Exercise task. Please reproduce the material below word for word, from the line containing "Exercise. Point out the racing" up to and including the line containing "point(131, 54)". Copy only those lines.

Records excerpted from a collection
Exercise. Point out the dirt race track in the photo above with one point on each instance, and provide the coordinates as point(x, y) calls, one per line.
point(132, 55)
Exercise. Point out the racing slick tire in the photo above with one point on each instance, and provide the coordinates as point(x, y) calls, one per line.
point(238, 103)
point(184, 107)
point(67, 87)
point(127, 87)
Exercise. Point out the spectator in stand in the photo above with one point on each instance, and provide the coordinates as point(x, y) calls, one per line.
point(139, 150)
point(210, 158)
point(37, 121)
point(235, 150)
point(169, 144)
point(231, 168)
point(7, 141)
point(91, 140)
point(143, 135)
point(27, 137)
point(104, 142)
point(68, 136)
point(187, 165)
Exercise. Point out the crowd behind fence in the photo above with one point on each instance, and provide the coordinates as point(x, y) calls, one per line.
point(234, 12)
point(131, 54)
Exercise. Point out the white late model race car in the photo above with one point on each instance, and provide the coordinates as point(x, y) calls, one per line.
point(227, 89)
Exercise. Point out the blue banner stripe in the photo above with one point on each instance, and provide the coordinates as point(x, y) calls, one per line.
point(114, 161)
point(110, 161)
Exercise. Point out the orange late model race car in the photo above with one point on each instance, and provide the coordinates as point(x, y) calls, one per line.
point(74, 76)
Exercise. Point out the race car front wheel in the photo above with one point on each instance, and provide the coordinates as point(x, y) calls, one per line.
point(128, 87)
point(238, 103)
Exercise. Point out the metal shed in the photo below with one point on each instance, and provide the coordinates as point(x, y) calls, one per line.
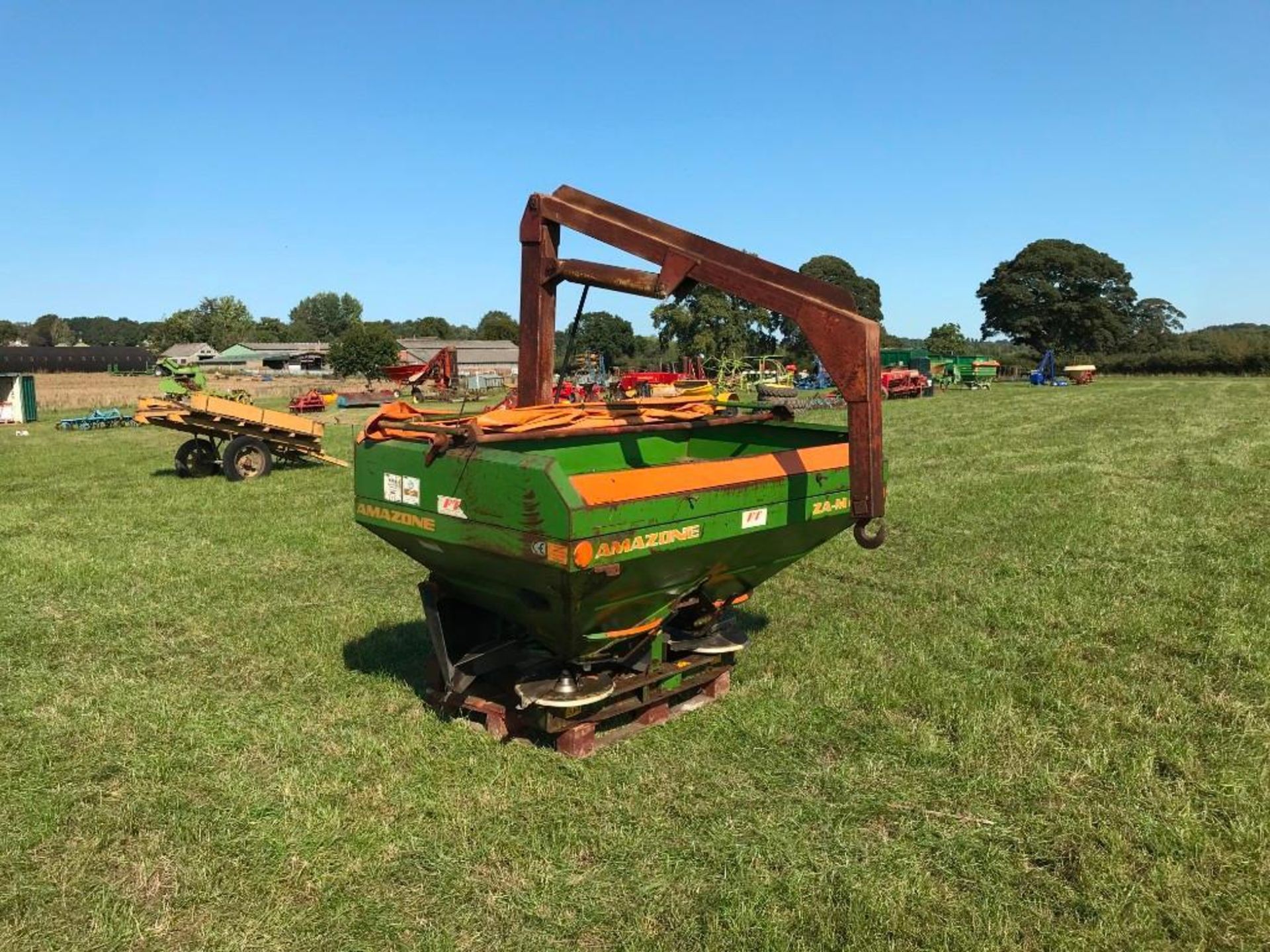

The output.
Exercise. Point out the racing slick tire in the photo above with one point on each instance, and provide the coordinates as point(x, y) calls, one per line.
point(238, 103)
point(184, 107)
point(67, 87)
point(127, 87)
Exercise. Point out the spectator in stand in the photo above with one point on each instance, and provide the coordinates as point(x, y) calls, one per line.
point(139, 150)
point(210, 158)
point(37, 121)
point(235, 150)
point(169, 144)
point(231, 168)
point(7, 141)
point(91, 140)
point(143, 135)
point(27, 137)
point(104, 142)
point(68, 136)
point(187, 165)
Exercise. Point out the crowd behind fence in the photo above with one point on each instance, and provide the coordinates as point(x, y) calls, one per line.
point(234, 12)
point(131, 54)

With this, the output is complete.